» **Extract to read**
▬▬▬

The Importance of Learning & Development: With Leanne Kemp

about 1 year ago By Emily Harris
Industry News L&D Blog  With Leanne

An empowered learning and development team improves employee retention. In fact, according to a 2018 Workforce Learning report by Linkedin, a whopping 93% of employees said they would stay at a company longer if it invested in their careers[1] (Linkedin, 2018). Furthermore, according to a 2016 Gallup report, 87% of millennials consider learning and development as an important part of the workplace, while 59% of millennials say having opportunities to learn and grow is extremely important when weighing up job opportunities.

This is important when we consider that by 2025 millennials will make up 50% of the US workforce- and by 2030 millennials are predicted to represent 75% of the workforce[2] (Mitchell, 2018). Consequently, focusing on learning & development moving forward is only going to improve retention rates and productivity for an organisation as it becomes a bigger priority for employees.

Public Sector People realise this and have understood the importance Learning & Development plays not only for the greater company, but our employees’ morale and satisfaction. This is why we are excited to unveil our latest learning & development training program, which has been designed to cater to all employees within the business – from associate consultants just starting their recruitment career to division managers fine-tuning their leadership skills. Today we talk to our Learning & Development manager Leanne Kemp on how the program works and why it’s so important to Public Sector People's continued success:  

You started out your career as a recruitment consultant- even working as a recruiter at Design & Build! How did you transition into the training and development space?

I did start out as a recruitment consultant. I even worked for Design & Build (Public Sector People's parent company) for over 6 years in their Melbourne office when the company was starting out! After taking a break from the industry I decided I wanted to apply my managerial and consulting experience, so transitioning to the learning and development space seemed like an obvious choice. I just love it – but I do miss recruiting sometimes!

Why is ongoing learning and development so important- for both employee morale and the overall organisation?

It is important because learning isn’t finite, it’s a continual process and for the majority of people to feel engaged and motivated within their job- and in their life as well – they need to have constant stimulation, which often comes from learning new things and developing their skillset and knowledge. When we learn we feel productive and it is a tangible way to show our progress. Alternatively, when we feel like there is nothing left to learn or no accomplishment left to reach, we lose that drive and that sense of satisfaction, which lowers morale. This then has direct effects on a company’s overall productivity and can often lead to employees leaving an organisation in search of something else, which again results in more costs for the business when trying to replace them.

▬▬▬

» **Point annotation records**

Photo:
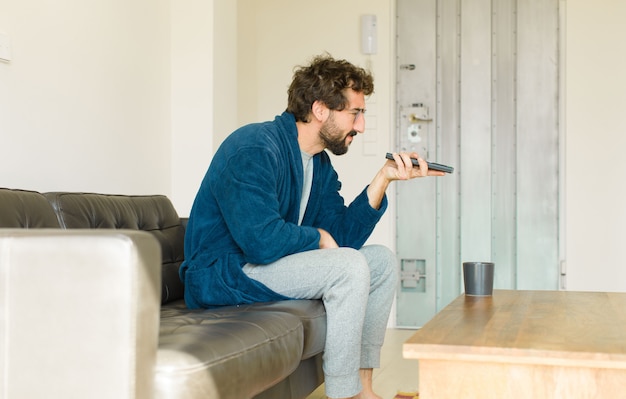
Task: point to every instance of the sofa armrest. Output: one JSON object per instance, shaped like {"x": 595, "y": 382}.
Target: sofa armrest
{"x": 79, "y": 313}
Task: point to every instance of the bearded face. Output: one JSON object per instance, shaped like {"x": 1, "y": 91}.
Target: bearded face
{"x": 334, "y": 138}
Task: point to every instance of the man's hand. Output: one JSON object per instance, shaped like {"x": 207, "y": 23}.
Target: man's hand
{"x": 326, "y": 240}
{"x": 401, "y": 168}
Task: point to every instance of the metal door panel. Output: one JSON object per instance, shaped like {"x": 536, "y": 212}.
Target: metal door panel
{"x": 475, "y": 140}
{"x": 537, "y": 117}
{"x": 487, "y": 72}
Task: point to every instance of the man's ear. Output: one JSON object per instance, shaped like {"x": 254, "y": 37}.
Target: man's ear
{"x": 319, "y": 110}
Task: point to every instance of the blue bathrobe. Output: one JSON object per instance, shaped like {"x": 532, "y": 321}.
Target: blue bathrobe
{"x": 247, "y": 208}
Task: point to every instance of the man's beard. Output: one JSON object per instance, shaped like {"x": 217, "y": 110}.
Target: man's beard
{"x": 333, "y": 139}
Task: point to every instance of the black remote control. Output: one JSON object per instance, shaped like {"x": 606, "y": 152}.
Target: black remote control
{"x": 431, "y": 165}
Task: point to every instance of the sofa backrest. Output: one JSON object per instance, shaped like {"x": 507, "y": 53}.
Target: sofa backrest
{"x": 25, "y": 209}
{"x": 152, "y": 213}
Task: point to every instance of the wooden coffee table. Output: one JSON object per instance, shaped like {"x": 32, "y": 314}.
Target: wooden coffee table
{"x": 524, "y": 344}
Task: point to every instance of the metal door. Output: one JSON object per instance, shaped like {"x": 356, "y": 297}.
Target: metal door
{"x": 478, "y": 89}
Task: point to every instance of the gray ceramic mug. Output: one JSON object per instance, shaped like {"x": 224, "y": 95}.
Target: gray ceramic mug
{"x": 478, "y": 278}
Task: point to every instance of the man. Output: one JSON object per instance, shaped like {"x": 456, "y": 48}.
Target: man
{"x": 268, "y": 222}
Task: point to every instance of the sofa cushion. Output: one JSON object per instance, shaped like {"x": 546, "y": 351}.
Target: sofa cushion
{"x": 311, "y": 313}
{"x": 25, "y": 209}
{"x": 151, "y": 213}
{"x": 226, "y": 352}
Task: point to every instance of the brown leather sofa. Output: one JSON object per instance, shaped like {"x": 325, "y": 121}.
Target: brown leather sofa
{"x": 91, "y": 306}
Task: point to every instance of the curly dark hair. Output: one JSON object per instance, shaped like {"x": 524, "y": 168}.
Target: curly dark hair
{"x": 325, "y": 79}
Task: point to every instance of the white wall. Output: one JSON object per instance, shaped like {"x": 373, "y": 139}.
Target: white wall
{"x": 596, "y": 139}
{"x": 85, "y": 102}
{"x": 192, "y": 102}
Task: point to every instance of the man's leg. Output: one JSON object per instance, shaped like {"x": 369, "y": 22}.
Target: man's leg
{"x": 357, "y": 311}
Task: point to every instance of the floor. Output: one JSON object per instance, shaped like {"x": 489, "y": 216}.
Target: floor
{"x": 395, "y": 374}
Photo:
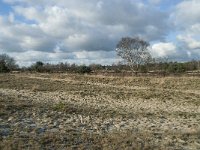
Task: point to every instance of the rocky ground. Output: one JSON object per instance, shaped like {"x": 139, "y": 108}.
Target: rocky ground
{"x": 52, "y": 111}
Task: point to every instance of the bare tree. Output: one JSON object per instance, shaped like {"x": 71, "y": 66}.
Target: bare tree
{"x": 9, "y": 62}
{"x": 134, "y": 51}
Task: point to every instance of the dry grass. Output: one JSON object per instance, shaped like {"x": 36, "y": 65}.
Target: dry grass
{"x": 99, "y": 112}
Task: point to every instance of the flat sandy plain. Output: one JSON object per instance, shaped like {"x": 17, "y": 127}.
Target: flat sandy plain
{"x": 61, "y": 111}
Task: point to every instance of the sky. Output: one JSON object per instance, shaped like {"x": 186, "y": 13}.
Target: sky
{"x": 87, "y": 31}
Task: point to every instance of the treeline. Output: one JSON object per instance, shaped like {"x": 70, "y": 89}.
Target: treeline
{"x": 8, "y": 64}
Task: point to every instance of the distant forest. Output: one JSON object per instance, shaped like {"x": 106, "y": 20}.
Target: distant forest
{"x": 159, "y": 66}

▬▬▬

» **What to work on**
Please return the stretch of the learning and development article from "You started out" through "and development space?", copied word for word.

» **The answer**
You started out your career as a recruitment consultant- even working as a recruiter at Design & Build! How did you transition into the training and development space?